## PROVIDED DATA
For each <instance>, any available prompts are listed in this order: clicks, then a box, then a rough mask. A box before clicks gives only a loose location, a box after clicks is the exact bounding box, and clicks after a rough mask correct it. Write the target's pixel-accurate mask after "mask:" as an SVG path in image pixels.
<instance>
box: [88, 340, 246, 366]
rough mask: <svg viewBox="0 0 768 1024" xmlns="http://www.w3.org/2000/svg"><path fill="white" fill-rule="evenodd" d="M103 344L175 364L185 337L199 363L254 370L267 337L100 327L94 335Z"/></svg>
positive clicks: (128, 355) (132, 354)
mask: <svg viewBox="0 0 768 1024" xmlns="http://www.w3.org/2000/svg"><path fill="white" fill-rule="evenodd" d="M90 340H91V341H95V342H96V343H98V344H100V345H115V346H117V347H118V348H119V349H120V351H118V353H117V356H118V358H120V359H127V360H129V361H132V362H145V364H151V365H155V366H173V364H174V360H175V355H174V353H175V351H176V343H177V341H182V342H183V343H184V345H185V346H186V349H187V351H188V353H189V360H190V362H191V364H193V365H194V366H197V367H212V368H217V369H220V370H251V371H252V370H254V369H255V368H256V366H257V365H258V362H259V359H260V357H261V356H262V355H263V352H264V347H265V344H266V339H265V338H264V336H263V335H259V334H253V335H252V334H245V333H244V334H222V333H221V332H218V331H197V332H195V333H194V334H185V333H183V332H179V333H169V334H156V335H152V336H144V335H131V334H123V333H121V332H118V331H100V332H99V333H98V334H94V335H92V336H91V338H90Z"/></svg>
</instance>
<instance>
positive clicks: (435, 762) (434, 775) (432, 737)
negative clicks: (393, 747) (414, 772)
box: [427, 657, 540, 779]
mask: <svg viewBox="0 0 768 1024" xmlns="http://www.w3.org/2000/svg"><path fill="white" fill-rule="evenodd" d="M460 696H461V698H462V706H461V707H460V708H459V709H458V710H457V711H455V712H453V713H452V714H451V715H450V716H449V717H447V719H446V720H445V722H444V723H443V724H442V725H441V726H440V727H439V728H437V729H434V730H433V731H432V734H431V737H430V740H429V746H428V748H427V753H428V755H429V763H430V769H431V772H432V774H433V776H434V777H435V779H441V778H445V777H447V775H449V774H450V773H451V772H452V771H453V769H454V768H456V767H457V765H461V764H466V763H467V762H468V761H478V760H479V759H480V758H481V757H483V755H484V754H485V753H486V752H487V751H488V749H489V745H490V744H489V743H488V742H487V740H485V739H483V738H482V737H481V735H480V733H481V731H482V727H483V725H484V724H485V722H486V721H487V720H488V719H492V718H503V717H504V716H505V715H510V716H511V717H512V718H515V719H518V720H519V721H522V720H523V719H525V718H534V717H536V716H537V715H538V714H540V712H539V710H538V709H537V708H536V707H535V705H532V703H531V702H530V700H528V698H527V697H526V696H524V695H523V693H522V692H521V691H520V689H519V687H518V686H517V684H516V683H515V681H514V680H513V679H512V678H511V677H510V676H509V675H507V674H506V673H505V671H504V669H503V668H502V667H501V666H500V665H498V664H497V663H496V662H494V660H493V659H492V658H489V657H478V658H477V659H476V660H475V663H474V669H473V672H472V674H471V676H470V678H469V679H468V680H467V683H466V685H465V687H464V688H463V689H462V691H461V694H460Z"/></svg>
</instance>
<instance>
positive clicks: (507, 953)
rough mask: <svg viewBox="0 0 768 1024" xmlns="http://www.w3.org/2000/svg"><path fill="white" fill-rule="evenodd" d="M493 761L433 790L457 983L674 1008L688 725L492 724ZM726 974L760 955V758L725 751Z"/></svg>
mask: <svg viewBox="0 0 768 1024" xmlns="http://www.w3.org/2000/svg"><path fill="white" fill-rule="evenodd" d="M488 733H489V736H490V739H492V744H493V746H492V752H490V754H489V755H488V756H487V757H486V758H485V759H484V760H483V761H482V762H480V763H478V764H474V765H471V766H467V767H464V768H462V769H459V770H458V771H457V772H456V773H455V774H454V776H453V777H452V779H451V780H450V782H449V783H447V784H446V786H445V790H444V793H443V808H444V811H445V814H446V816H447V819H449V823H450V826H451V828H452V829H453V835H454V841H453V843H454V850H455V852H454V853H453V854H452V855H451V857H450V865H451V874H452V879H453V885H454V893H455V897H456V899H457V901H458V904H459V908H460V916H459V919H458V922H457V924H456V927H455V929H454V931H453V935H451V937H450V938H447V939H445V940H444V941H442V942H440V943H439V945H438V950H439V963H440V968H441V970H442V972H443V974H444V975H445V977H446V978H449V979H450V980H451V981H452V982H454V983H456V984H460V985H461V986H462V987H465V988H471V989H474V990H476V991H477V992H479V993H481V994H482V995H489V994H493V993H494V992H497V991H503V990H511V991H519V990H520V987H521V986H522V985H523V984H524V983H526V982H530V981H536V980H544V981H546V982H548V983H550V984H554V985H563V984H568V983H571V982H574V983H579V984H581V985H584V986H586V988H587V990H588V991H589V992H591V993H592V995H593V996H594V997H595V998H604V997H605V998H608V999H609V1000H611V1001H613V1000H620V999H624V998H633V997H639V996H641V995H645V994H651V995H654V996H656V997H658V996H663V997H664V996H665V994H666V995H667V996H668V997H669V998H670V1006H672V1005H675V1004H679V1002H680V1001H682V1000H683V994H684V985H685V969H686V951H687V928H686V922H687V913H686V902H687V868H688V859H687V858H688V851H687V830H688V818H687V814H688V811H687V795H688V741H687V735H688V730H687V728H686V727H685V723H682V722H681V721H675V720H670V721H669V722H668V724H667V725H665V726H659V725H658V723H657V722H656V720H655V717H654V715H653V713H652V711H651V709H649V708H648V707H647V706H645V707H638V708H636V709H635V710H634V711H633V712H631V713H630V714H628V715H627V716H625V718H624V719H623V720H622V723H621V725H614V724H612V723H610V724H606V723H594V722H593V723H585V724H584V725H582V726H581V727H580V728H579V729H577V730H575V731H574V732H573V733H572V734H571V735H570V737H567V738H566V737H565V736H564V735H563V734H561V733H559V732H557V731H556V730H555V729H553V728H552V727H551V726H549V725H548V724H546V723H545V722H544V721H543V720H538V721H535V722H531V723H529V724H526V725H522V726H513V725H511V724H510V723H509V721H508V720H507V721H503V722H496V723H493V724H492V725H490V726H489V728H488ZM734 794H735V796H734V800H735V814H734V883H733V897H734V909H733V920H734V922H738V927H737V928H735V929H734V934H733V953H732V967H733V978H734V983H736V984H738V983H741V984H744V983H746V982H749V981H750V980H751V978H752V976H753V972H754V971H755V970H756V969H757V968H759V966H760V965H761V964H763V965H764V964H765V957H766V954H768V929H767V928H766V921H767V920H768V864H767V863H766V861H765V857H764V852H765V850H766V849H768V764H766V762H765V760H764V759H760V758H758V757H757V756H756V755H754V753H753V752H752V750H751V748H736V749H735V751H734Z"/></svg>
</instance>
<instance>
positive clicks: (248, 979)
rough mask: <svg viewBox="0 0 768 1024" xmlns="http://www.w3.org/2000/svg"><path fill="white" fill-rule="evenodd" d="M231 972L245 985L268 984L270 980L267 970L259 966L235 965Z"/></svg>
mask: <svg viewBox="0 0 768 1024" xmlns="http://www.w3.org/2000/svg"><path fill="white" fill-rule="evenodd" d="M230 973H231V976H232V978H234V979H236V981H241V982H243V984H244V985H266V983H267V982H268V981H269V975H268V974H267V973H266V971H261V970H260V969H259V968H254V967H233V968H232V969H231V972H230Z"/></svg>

## INSTRUCTIONS TO FOLLOW
Retype the material above in full, exactly.

## RESULT
For each <instance>, any available prompts are listed in this order: clicks, then a box, then a rough mask. A box before clicks gives only a loose location, a box after clicks is the exact bounding box, and clicks after a rough mask correct it. Write the target's pixel-accurate mask after "mask:" as an SVG path in image pixels.
<instance>
box: [88, 340, 246, 366]
rough mask: <svg viewBox="0 0 768 1024" xmlns="http://www.w3.org/2000/svg"><path fill="white" fill-rule="evenodd" d="M103 344L175 364L185 337L199 363L254 370L267 337L100 327L94 335Z"/></svg>
positive clicks: (128, 355) (132, 354)
mask: <svg viewBox="0 0 768 1024" xmlns="http://www.w3.org/2000/svg"><path fill="white" fill-rule="evenodd" d="M90 340H91V341H95V342H96V343H98V344H100V345H115V346H117V347H118V348H119V349H120V351H118V353H117V356H118V358H120V359H127V360H129V361H132V362H145V364H151V365H155V366H173V364H174V360H175V355H174V353H175V351H176V343H177V341H182V342H183V343H184V345H185V346H186V349H187V351H188V353H189V360H190V362H191V364H193V365H194V366H197V367H212V368H217V369H220V370H251V371H252V370H254V369H255V368H256V366H257V365H258V362H259V359H260V357H261V356H262V355H263V352H264V347H265V344H266V339H265V338H264V336H263V335H259V334H253V335H252V334H245V333H244V334H222V333H221V332H218V331H197V332H195V333H194V334H185V333H183V332H179V333H169V334H156V335H152V336H144V335H131V334H123V333H121V332H118V331H100V332H99V333H98V334H94V335H92V336H91V338H90Z"/></svg>
</instance>
<instance>
positive clicks: (435, 762) (434, 775) (432, 737)
negative clicks: (393, 747) (414, 772)
box: [427, 657, 540, 779]
mask: <svg viewBox="0 0 768 1024" xmlns="http://www.w3.org/2000/svg"><path fill="white" fill-rule="evenodd" d="M460 696H461V698H462V706H461V707H460V708H459V709H458V710H457V711H455V712H453V713H452V714H451V715H450V716H449V717H447V719H446V720H445V722H444V723H443V724H442V725H441V726H440V727H439V728H437V729H434V730H433V731H432V734H431V737H430V740H429V746H428V748H427V753H428V755H429V763H430V769H431V772H432V774H433V776H434V777H435V779H441V778H445V777H447V775H449V774H450V773H451V772H452V771H453V769H454V768H456V767H457V765H461V764H466V763H467V762H468V761H478V760H479V759H480V758H481V757H483V755H484V754H485V753H486V752H487V751H488V749H489V745H490V744H489V743H488V742H487V740H485V739H483V738H482V737H481V735H480V733H481V731H482V727H483V725H484V724H485V722H486V721H487V720H488V719H492V718H503V717H504V716H505V715H510V716H511V717H512V718H515V719H518V720H519V721H522V720H523V719H525V718H534V717H536V716H537V715H538V714H540V712H539V710H538V709H537V708H536V707H535V705H532V703H531V702H530V700H528V698H527V697H526V696H524V695H523V693H522V692H521V691H520V689H519V687H518V686H517V684H516V683H515V681H514V680H513V679H512V678H511V677H510V676H509V675H507V674H506V673H505V671H504V669H503V668H502V667H501V666H500V665H498V664H497V663H496V662H494V660H493V659H492V658H489V657H478V658H477V659H476V660H475V663H474V669H473V672H472V674H471V676H470V678H469V679H468V680H467V683H466V685H465V687H464V688H463V689H462V691H461V694H460Z"/></svg>
</instance>
<instance>
positive clicks: (507, 953)
rough mask: <svg viewBox="0 0 768 1024" xmlns="http://www.w3.org/2000/svg"><path fill="white" fill-rule="evenodd" d="M493 761L433 790L457 983L674 1008L688 725L492 724ZM726 974L760 955V758L725 751Z"/></svg>
mask: <svg viewBox="0 0 768 1024" xmlns="http://www.w3.org/2000/svg"><path fill="white" fill-rule="evenodd" d="M488 733H489V736H490V739H492V744H493V746H492V752H490V754H489V755H488V756H487V757H486V758H485V759H484V760H483V761H482V762H480V763H478V764H474V765H471V766H467V767H464V768H462V769H459V770H458V771H457V772H456V773H455V774H454V776H453V777H452V779H451V780H450V782H449V783H447V784H446V786H445V790H444V793H443V808H444V811H445V814H446V816H447V819H449V823H450V826H451V828H452V829H453V835H454V841H453V843H454V850H455V852H454V853H453V854H452V855H451V857H450V865H451V874H452V879H453V885H454V893H455V897H456V899H457V901H458V904H459V908H460V916H459V919H458V922H457V924H456V927H455V929H454V931H453V935H451V937H450V938H447V939H445V940H444V941H442V942H440V943H439V945H438V950H439V963H440V968H441V970H442V972H443V974H444V975H445V977H446V978H449V979H450V980H451V981H452V982H454V983H456V984H460V985H461V986H462V987H465V988H471V989H474V990H476V991H477V992H479V993H481V994H482V995H489V994H493V993H494V992H497V991H503V990H511V991H519V990H520V987H521V986H522V985H523V984H524V983H526V982H530V981H536V980H544V981H546V982H548V983H550V984H554V985H563V984H568V983H571V982H574V983H579V984H581V985H584V986H586V988H587V990H588V991H589V992H591V993H592V995H593V996H594V997H595V998H604V997H605V998H608V999H609V1000H611V1001H613V1000H620V999H624V998H633V997H639V996H641V995H645V994H651V995H654V996H656V997H658V996H663V997H664V996H665V994H666V995H667V996H668V997H669V998H670V1006H672V1005H675V1004H679V1002H680V1001H682V1000H683V994H684V985H685V969H686V951H687V928H686V922H687V913H686V902H687V868H688V859H687V858H688V851H687V830H688V818H687V814H688V811H687V795H688V741H687V735H688V730H687V728H686V727H685V723H682V722H681V721H675V720H670V721H669V722H668V724H667V725H665V726H659V725H658V723H657V722H656V720H655V717H654V715H653V713H652V711H651V709H649V708H648V707H647V706H645V707H638V708H636V709H635V710H634V711H633V712H631V713H630V714H628V715H627V716H625V718H624V719H623V720H622V723H621V725H614V724H612V723H610V724H606V723H594V722H593V723H585V724H584V725H582V726H581V727H580V728H579V729H577V730H575V731H574V732H573V733H572V734H571V735H570V737H567V738H566V737H565V736H564V735H563V734H561V733H559V732H557V731H556V730H555V729H553V728H552V727H551V726H549V725H548V724H546V723H545V722H544V721H543V720H538V721H535V722H531V723H529V724H526V725H522V726H513V725H511V724H510V723H509V721H508V720H507V721H503V722H496V723H493V724H492V725H490V726H489V728H488ZM734 794H735V796H734V800H735V814H734V883H733V897H734V909H733V920H734V922H738V927H737V928H735V929H734V934H733V953H732V967H733V978H734V983H736V984H738V983H741V984H744V983H746V982H749V981H750V980H751V978H752V976H753V972H754V971H755V970H756V969H757V968H759V966H760V965H761V964H763V965H764V964H765V957H766V954H768V929H767V928H766V921H767V920H768V864H767V863H766V861H765V857H764V852H765V850H766V849H768V764H766V762H765V760H764V759H760V758H758V757H757V756H756V755H754V753H753V752H752V750H751V748H736V749H735V751H734Z"/></svg>
</instance>
<instance>
positive clicks: (248, 979)
rough mask: <svg viewBox="0 0 768 1024" xmlns="http://www.w3.org/2000/svg"><path fill="white" fill-rule="evenodd" d="M231 972L245 985L268 984L270 980L267 970L259 966L235 965Z"/></svg>
mask: <svg viewBox="0 0 768 1024" xmlns="http://www.w3.org/2000/svg"><path fill="white" fill-rule="evenodd" d="M230 973H231V976H232V978H234V979H236V981H241V982H243V984H244V985H266V983H267V982H268V981H269V975H268V974H267V973H266V971H261V970H260V969H259V968H254V967H233V968H232V969H231V972H230Z"/></svg>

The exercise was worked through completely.